### EXERCISE AIM
Copy the records below word for word, from the line containing "Task: pin the glass cabinet" through the line containing "point(224, 398)", and include both of those lines.

______________________________

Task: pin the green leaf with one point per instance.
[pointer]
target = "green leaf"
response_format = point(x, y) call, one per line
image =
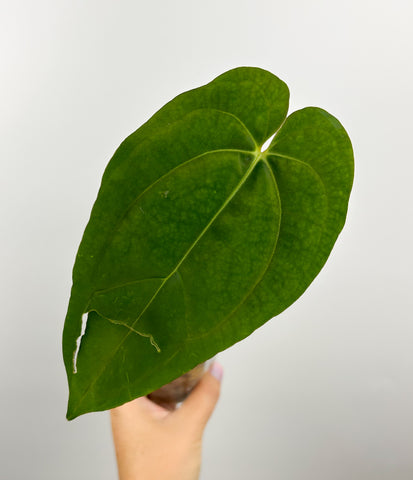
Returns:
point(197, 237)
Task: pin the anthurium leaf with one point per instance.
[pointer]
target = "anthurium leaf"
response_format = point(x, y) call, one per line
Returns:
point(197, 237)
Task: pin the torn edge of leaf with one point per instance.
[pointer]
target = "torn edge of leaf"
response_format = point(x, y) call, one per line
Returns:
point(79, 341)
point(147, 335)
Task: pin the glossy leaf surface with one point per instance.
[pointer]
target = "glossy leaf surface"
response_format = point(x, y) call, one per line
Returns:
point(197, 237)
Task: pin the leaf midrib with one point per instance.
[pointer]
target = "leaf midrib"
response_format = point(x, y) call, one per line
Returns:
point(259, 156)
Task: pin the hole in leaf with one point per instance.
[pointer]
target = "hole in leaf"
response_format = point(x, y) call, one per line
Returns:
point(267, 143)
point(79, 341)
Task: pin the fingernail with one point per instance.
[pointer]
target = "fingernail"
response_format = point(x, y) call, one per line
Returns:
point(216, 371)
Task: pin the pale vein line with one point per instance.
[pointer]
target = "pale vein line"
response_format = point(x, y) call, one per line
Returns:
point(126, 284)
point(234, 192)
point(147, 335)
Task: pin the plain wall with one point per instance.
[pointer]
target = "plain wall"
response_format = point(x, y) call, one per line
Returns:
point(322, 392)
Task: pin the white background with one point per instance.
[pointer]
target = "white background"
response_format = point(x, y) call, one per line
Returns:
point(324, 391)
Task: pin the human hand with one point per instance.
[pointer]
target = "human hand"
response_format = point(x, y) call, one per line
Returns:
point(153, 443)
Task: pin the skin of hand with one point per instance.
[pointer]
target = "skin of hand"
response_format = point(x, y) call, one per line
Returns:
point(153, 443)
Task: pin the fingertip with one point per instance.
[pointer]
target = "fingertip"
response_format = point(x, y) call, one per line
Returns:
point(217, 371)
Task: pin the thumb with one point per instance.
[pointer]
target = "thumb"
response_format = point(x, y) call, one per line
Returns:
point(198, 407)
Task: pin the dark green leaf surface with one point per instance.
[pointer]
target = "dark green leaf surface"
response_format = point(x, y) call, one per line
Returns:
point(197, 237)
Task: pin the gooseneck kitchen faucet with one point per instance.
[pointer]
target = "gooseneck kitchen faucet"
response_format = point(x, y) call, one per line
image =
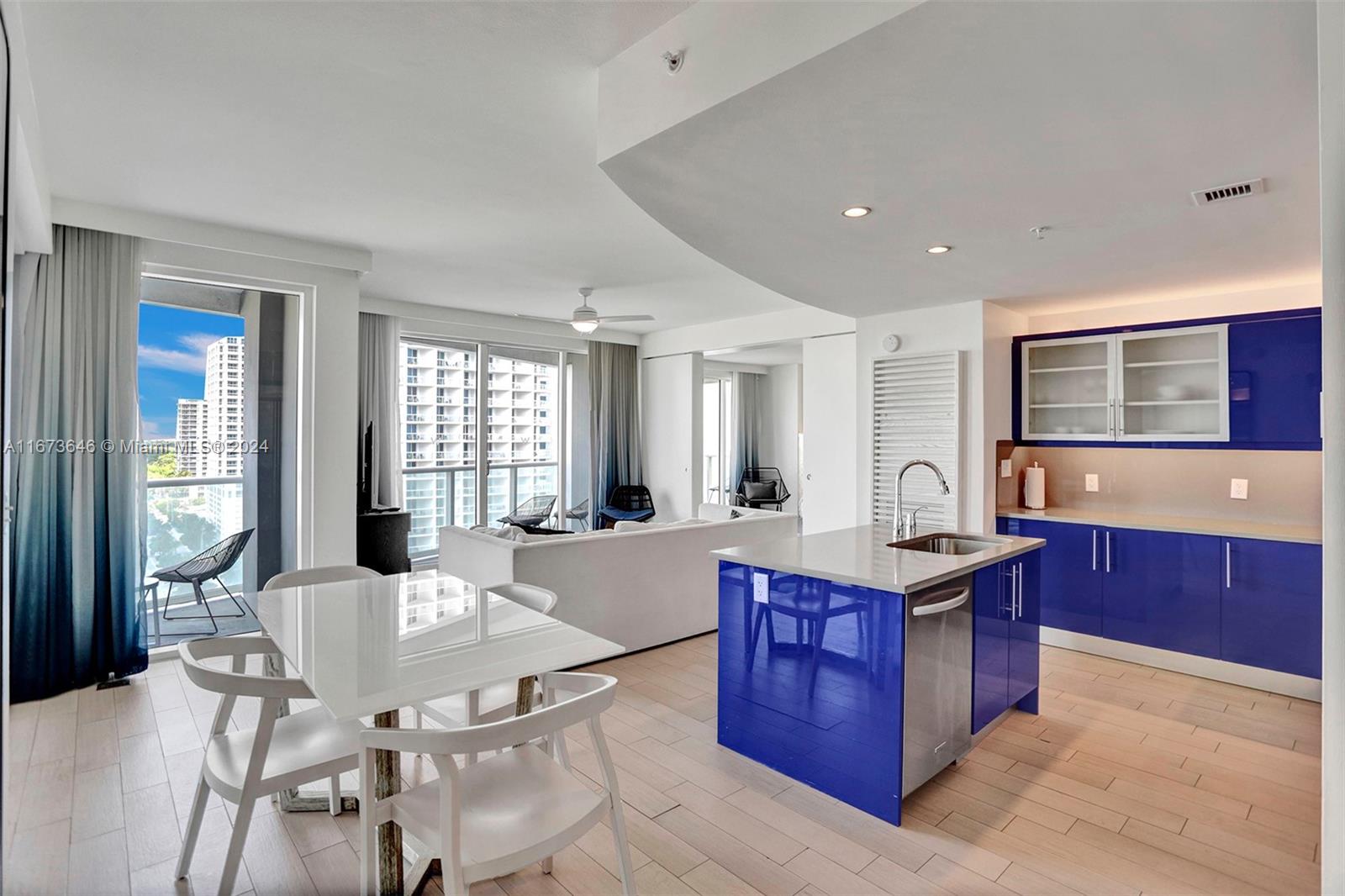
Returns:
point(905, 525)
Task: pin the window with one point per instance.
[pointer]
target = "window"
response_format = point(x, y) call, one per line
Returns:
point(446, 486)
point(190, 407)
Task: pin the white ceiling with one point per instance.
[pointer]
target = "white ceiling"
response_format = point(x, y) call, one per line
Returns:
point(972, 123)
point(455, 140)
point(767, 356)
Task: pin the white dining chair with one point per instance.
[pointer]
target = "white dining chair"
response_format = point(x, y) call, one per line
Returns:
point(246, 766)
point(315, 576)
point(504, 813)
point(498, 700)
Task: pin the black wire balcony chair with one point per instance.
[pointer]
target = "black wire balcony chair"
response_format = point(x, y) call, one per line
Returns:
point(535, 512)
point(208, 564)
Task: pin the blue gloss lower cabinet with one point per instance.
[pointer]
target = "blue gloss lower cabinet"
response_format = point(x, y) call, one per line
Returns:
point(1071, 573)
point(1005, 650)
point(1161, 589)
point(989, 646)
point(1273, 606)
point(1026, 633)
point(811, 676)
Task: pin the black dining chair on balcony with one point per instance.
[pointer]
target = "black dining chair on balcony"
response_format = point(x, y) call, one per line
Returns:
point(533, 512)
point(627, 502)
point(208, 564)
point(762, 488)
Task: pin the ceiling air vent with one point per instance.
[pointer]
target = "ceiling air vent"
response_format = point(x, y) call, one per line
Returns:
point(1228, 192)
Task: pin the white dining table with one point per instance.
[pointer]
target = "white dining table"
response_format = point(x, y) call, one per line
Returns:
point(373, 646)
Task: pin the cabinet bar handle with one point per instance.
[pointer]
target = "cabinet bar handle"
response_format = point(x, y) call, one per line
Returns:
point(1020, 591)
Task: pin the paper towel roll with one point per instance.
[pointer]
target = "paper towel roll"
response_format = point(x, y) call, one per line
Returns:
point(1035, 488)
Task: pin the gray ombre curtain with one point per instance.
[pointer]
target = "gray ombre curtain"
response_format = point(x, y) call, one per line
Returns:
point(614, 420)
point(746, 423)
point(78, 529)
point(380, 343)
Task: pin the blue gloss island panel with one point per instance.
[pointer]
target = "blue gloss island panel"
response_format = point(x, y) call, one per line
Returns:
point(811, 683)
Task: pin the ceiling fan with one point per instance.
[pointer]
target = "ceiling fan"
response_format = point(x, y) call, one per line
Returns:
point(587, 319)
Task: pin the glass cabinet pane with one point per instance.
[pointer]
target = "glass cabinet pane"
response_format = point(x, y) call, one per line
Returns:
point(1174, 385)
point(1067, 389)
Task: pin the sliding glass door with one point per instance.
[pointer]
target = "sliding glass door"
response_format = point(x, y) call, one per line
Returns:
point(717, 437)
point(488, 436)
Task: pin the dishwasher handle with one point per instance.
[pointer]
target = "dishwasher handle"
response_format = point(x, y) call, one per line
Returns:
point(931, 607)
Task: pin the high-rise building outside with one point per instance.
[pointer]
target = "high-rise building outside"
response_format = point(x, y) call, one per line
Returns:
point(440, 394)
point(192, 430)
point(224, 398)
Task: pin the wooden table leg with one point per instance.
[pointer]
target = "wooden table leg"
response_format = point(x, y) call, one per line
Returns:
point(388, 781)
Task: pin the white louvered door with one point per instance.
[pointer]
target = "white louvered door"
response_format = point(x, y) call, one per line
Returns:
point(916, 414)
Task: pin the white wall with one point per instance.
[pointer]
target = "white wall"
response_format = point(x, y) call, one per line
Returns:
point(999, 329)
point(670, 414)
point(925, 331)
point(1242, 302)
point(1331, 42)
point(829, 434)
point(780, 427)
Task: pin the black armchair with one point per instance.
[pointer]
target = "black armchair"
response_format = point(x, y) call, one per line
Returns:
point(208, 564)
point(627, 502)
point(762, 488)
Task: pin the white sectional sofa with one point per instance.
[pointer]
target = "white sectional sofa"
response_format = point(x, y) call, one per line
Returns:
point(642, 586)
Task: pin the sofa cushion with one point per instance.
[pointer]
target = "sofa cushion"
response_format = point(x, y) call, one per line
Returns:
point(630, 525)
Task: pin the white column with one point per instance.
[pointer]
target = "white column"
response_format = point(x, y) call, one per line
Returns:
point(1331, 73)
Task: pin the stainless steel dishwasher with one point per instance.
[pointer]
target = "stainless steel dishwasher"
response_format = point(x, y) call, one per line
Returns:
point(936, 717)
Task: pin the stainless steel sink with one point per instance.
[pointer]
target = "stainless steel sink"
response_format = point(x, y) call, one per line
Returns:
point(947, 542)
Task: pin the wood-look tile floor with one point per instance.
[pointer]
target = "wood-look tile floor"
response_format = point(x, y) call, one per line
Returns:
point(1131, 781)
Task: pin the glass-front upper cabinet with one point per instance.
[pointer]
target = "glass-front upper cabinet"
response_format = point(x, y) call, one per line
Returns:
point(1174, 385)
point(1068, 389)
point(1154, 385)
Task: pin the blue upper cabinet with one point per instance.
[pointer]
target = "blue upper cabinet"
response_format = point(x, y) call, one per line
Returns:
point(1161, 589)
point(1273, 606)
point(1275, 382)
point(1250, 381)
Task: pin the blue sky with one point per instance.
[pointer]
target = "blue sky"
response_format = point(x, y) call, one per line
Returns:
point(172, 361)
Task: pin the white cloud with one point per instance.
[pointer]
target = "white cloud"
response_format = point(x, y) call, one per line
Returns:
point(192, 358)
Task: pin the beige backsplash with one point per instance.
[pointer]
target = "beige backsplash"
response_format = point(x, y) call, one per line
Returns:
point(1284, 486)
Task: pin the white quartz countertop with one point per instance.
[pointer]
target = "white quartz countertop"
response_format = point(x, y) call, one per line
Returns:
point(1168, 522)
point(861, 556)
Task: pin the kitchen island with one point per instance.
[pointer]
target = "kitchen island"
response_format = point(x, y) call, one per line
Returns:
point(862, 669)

______________________________

### OUTPUT
Task: pin the glass cabinet pane with one point per instance.
[pointer]
target = "glass cabinet pane"
response_format = point(x, y) call, one per line
Returns:
point(1174, 385)
point(1067, 389)
Task: pin the sliding glass door with one point per instance.
[pointer]
target = "sliding glass door"
response_format = point(x, y) call, one per line
Returns:
point(717, 437)
point(488, 436)
Task: pin the dishwasher handle with one point per instance.
[pointer]
target = "dishwasher handle"
response_format = point(x, y) call, one per line
Returns:
point(931, 607)
Task: pin the high-rise building outside with one point per instance.
[pointer]
target = "high-rise building outside"
response_format = point(x, y) call, one per line
Returns:
point(440, 394)
point(192, 430)
point(224, 398)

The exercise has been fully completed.